Data:
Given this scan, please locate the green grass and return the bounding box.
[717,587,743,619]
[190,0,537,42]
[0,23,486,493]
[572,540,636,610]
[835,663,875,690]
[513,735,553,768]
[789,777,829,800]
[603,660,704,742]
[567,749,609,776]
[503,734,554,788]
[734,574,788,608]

Goal of the exercise: Word for word, return all of the records.

Answer for the task:
Given this scan, please locate the green grass and return the bounding box.
[717,587,743,619]
[190,0,537,42]
[0,23,486,493]
[572,540,636,610]
[835,663,875,690]
[513,735,553,768]
[789,777,829,800]
[603,660,704,742]
[567,749,609,776]
[503,734,554,788]
[734,574,788,608]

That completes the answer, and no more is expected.